Problem description:
Format every line of the items below as a JSON list of strings, one string per line, leaving out the blank lines.

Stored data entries
* Begin *

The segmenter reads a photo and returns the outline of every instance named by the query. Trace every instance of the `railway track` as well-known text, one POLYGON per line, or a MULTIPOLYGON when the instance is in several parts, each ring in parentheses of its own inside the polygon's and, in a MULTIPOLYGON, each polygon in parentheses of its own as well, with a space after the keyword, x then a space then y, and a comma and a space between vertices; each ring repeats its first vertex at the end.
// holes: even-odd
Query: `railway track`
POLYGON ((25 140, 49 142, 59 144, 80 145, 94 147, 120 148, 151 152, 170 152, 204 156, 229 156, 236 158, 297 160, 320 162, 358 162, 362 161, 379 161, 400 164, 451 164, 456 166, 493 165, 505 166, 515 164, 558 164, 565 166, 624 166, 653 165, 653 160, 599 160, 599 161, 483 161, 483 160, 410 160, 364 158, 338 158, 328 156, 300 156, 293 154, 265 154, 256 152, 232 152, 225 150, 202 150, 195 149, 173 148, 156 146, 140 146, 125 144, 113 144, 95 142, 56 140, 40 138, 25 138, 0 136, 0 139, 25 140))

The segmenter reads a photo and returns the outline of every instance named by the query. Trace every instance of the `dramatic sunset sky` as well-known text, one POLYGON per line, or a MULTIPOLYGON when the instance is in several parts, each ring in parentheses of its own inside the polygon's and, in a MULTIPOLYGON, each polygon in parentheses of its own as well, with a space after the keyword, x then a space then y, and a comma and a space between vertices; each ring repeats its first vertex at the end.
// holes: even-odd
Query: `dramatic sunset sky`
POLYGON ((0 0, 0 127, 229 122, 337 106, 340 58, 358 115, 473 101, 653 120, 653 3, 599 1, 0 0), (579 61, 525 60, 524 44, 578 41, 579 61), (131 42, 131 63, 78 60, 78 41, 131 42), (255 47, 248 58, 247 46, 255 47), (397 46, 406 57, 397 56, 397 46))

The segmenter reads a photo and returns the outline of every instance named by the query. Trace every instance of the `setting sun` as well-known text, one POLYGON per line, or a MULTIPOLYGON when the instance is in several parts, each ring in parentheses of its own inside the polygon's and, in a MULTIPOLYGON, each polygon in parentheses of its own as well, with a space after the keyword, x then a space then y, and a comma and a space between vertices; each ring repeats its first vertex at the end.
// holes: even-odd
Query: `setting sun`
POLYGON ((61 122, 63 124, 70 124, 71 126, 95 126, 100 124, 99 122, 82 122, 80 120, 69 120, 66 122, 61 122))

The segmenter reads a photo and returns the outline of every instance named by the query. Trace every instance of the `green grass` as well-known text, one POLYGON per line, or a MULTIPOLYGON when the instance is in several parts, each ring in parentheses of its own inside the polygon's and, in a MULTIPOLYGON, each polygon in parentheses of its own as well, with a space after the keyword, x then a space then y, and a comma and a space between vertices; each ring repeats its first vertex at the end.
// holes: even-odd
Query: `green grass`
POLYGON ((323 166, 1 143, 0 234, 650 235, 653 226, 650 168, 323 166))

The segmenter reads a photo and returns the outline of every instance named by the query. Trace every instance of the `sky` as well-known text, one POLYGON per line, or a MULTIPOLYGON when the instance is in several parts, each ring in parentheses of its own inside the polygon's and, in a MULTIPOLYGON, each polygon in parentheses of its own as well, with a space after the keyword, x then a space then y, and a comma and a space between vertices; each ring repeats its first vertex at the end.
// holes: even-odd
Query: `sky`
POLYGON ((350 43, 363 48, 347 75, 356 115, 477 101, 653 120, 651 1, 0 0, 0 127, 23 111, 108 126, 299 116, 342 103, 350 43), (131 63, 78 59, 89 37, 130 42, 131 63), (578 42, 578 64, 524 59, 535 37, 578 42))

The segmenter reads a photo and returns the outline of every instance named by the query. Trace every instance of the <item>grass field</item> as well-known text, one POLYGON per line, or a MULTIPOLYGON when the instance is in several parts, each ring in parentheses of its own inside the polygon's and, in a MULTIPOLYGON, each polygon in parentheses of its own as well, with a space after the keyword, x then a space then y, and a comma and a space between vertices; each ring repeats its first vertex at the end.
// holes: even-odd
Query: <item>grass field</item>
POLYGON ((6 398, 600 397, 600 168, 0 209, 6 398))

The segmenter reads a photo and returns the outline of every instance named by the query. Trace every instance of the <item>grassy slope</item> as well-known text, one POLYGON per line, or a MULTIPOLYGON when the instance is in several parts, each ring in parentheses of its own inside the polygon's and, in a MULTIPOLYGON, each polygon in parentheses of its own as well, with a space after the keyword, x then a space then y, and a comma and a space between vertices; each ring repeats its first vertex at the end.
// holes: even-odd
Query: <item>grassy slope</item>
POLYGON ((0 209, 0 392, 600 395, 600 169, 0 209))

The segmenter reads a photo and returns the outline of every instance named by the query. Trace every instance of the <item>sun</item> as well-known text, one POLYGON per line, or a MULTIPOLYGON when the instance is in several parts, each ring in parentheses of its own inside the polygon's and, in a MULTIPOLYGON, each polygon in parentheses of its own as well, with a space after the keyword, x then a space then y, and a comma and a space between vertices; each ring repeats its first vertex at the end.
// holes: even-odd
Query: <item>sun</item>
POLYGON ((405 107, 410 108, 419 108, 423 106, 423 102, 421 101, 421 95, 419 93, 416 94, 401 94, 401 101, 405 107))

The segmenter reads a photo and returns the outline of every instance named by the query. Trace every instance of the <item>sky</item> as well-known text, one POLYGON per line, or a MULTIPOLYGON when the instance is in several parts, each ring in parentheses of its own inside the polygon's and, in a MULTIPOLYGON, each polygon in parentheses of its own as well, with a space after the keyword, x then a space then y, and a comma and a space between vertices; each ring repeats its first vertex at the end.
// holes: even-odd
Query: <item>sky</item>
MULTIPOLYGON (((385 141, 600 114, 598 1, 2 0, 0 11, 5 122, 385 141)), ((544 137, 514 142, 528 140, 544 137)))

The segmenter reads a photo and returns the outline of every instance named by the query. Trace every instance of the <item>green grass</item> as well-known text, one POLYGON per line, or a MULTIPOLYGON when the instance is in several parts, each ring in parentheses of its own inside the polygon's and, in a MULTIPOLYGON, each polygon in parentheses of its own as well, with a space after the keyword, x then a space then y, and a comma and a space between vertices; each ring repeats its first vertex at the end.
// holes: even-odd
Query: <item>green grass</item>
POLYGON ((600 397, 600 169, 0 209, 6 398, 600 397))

* End *

Complete output:
[
  "The segmenter reads a photo and returns the outline of every instance named by the query. Trace every instance of the `railway track` as well-known text, one POLYGON per line, or a MULTIPOLYGON when the instance is in several parts, each ring in parentheses of its own inside the polygon's and, in a MULTIPOLYGON, each polygon in parentheses of its own as well, with a space after the keyword, x then a space then y, and a comma and a space between vertices; each ring repeats its first vertex at the end.",
  "// holes: even-odd",
  "Query: `railway track`",
  "POLYGON ((25 140, 49 142, 59 144, 80 145, 94 147, 120 148, 151 152, 170 152, 204 156, 229 156, 236 158, 297 160, 320 162, 358 162, 362 161, 379 161, 400 164, 451 164, 456 166, 493 165, 505 166, 515 164, 558 164, 565 166, 624 166, 653 165, 653 160, 599 160, 599 161, 483 161, 483 160, 410 160, 364 158, 338 158, 328 156, 300 156, 293 154, 265 154, 256 152, 232 152, 225 150, 202 150, 195 149, 173 148, 156 146, 140 146, 125 144, 113 144, 95 142, 56 140, 40 138, 25 138, 0 136, 0 139, 25 140))",
  "The segmenter reads a photo and returns the outline of every instance named by the query. Trace every instance of the `dramatic sunset sky` as well-known text, one POLYGON per line, or a MULTIPOLYGON when the instance is in several parts, each ring in parentheses of its own inside the polygon's and, in a MULTIPOLYGON, each polygon in parentheses of its own as well, with a space after the keyword, x then a space then y, and a comma and a space between vertices; each ring repeats its first vertex at the end.",
  "// holes: even-odd",
  "Query: `dramatic sunset sky`",
  "POLYGON ((0 0, 0 127, 229 122, 337 106, 340 58, 358 115, 473 101, 653 120, 653 3, 599 1, 0 0), (579 61, 525 60, 524 44, 578 41, 579 61), (131 42, 131 63, 78 60, 78 41, 131 42), (255 47, 248 58, 247 46, 255 47), (397 46, 406 57, 397 56, 397 46))",
  "The segmenter reads a photo and returns the outline of every instance named by the query. Trace every instance of the `setting sun` as well-known text, one POLYGON per line, or a MULTIPOLYGON when the instance is in several parts, each ring in parentheses of its own inside the polygon's and, in a MULTIPOLYGON, each polygon in parentheses of its own as well, with a space after the keyword, x then a space then y, and a comma and a space between vertices; each ring repeats its first vertex at the end.",
  "// holes: even-odd",
  "Query: `setting sun`",
  "POLYGON ((61 122, 63 124, 70 124, 71 126, 95 126, 100 124, 99 122, 82 122, 80 120, 69 120, 66 122, 61 122))",
  "The segmenter reads a photo and returns the outline of every instance named by the query. Trace every instance of the `green grass` as well-known text, one POLYGON per line, or a MULTIPOLYGON when the instance is in several parts, each ring in parentheses of its own inside the polygon's and, in a MULTIPOLYGON, each polygon in parentheses of its own as well, with a space after the keyword, x then a space then y, and a comma and a space between vertices; each ring repeats its first vertex at the end.",
  "// holes: even-odd",
  "Query: `green grass`",
  "POLYGON ((323 166, 1 143, 0 234, 650 235, 653 226, 650 168, 323 166))",
  "The segmenter reads a photo and returns the outline of every instance named by the query. Trace every instance of the `sky` as well-known text, one POLYGON per line, or a MULTIPOLYGON when the instance is in several parts, each ring in parentheses of its own inside the polygon's and, in a MULTIPOLYGON, each polygon in parentheses of its own as well, with a space after the keyword, x then a space then y, and a comma and a space between vertices; each ring repeats its first vertex at the end.",
  "// holes: even-odd",
  "Query: `sky`",
  "POLYGON ((350 43, 363 48, 347 75, 356 115, 477 101, 653 120, 651 1, 0 0, 0 127, 23 111, 108 126, 299 116, 342 103, 350 43), (131 63, 78 59, 89 37, 130 42, 131 63), (578 42, 578 64, 524 59, 535 37, 578 42))",
  "The segmenter reads a photo and returns the outline of every instance named by the query. Trace every instance of the <item>grass field</item> as well-known text, one POLYGON per line, or a MULTIPOLYGON when the instance is in several parts, each ring in parentheses of its own inside the polygon's and, in a MULTIPOLYGON, each polygon in parentheses of its own as well, with a space after the keyword, x then a space then y, and a comma and a space between vertices; each ring repeats its first vertex at the end.",
  "// holes: even-odd",
  "Query: <item>grass field</item>",
  "POLYGON ((6 398, 600 397, 600 168, 0 209, 6 398))",
  "The segmenter reads a photo and returns the outline of every instance named by the query. Trace every instance of the <item>grassy slope</item> as well-known text, one POLYGON per line, or a MULTIPOLYGON when the instance is in several parts, each ring in parentheses of its own inside the polygon's and, in a MULTIPOLYGON, each polygon in parentheses of its own as well, with a space after the keyword, x then a space then y, and a comma and a space between vertices; each ring repeats its first vertex at the end.",
  "// holes: even-odd",
  "Query: <item>grassy slope</item>",
  "POLYGON ((0 209, 0 392, 600 395, 600 169, 0 209))",
  "The segmenter reads a photo and returns the outline of every instance named by the query. Trace every instance of the <item>sun</item> as well-known text, one POLYGON per line, or a MULTIPOLYGON when the instance is in several parts, each ring in parentheses of its own inside the polygon's and, in a MULTIPOLYGON, each polygon in parentheses of its own as well, with a space after the keyword, x then a space then y, and a comma and a space between vertices; each ring repeats its first vertex at the end.",
  "// holes: even-odd",
  "Query: <item>sun</item>",
  "POLYGON ((405 107, 410 108, 419 108, 423 106, 423 102, 421 101, 421 95, 419 93, 416 94, 401 94, 401 101, 405 107))",
  "The segmenter reads a photo and returns the outline of every instance named by the query. Trace every instance of the <item>sky</item> as well-known text, one POLYGON per line, or a MULTIPOLYGON when the instance is in several parts, each ring in parentheses of its own inside the polygon's and, in a MULTIPOLYGON, each polygon in parentheses of its own as well, with a space after the keyword, x then a space then y, and a comma and a space between vertices; each ring repeats its first vertex at the end.",
  "// holes: even-odd",
  "Query: <item>sky</item>",
  "MULTIPOLYGON (((385 141, 600 114, 598 1, 2 0, 0 11, 5 122, 385 141)), ((544 137, 514 142, 528 140, 544 137)))",
  "The segmenter reads a photo and returns the outline of every instance named by the query. Trace every instance of the <item>green grass</item> as well-known text, one POLYGON per line, or a MULTIPOLYGON when the instance is in several parts, each ring in parentheses of its own inside the polygon's and, in a MULTIPOLYGON, each polygon in parentheses of its own as well, with a space after the keyword, x then a space then y, and a comma and a space between vertices; each ring repeats its first vertex at the end.",
  "// holes: even-odd",
  "Query: <item>green grass</item>",
  "POLYGON ((600 397, 600 169, 0 209, 6 398, 600 397))"
]